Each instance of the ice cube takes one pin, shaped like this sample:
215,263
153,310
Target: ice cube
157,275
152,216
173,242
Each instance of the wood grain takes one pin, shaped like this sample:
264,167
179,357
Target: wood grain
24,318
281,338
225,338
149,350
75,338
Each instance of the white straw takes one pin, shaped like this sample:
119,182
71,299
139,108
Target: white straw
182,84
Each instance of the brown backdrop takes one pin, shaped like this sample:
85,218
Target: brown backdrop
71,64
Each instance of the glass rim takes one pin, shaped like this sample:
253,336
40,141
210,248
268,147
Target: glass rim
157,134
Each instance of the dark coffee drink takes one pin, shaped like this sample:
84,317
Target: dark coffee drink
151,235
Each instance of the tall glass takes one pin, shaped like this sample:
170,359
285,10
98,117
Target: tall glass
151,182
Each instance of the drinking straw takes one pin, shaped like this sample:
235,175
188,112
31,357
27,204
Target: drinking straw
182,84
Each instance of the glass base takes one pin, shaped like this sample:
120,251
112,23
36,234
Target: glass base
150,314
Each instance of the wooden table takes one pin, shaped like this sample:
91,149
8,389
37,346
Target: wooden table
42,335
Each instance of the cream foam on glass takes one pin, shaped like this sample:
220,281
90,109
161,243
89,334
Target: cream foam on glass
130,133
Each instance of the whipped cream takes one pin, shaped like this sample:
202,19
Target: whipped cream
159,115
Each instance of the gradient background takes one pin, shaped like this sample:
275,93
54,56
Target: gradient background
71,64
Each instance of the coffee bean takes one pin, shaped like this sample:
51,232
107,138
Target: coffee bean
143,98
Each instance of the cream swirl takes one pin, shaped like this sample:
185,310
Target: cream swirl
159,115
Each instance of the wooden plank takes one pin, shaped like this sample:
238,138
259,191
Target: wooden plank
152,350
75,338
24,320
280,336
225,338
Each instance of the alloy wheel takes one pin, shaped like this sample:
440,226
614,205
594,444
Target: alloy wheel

■ Requirement
The records above must be output exactly, in full.

■ Exercise solution
Each instance of the ice cube takes one pin, shaped like this sample:
215,263
153,310
Target: ice cube
157,275
152,216
173,242
Each instance of the wood grain takes one pin, shaped like this sample:
264,167
179,357
Target: wood grain
24,318
281,338
225,338
149,350
75,338
Each instance of the white straw takes one pin, shaped like this sample:
119,182
71,299
139,108
Target: white straw
182,84
Each instance of the brown backdrop takes one pin, shaped like this sample:
85,218
Target: brown backdrop
71,64
Each instance of the glass rim takes one pin, shaped like this sample:
253,336
40,141
210,248
268,147
Target: glass rim
157,134
Each instance of the dark coffee drink takes one pin, shaped like this sample:
84,317
Target: dark coffee drink
151,235
Each instance of the tall glass takes one pin, shaped like this sample:
170,359
285,10
98,117
Target: tall glass
151,182
Each instance of the drinking straw takes one pin, shaped like this sample:
235,175
188,112
31,357
27,204
Target: drinking straw
182,84
Each instance of the glass base takes one pin, shaped like this sample:
120,251
112,23
36,234
Target: glass base
150,314
Each instance of the wooden table takes one pin, shaped like this sample:
91,149
8,389
37,346
Target: wooden table
42,335
Each instance of the cream foam on glass takes one pin, shaped like this sample:
220,281
90,109
161,243
89,334
Target: cream foam on glass
130,133
Each instance of the whipped cream takes one pin, shaped like this sample:
202,19
Target: whipped cream
159,115
Each instance of the gradient background takes one pin, shaped like this sample:
275,93
54,56
Target: gradient background
71,64
Each instance of the coffee bean takes one pin, shaped like this sample:
51,232
107,138
Target: coffee bean
143,98
Each instance of the cream swirl takes one pin, shaped like this sample:
185,310
Target: cream swirl
159,115
Each instance of the wooden plank takes one pin, shaped like this sample:
238,138
259,191
Target: wooden plank
152,350
75,338
24,320
280,336
225,338
Each instance of the alloy wheel takes one pin, shaped like this sample:
440,226
614,205
594,444
Target: alloy wheel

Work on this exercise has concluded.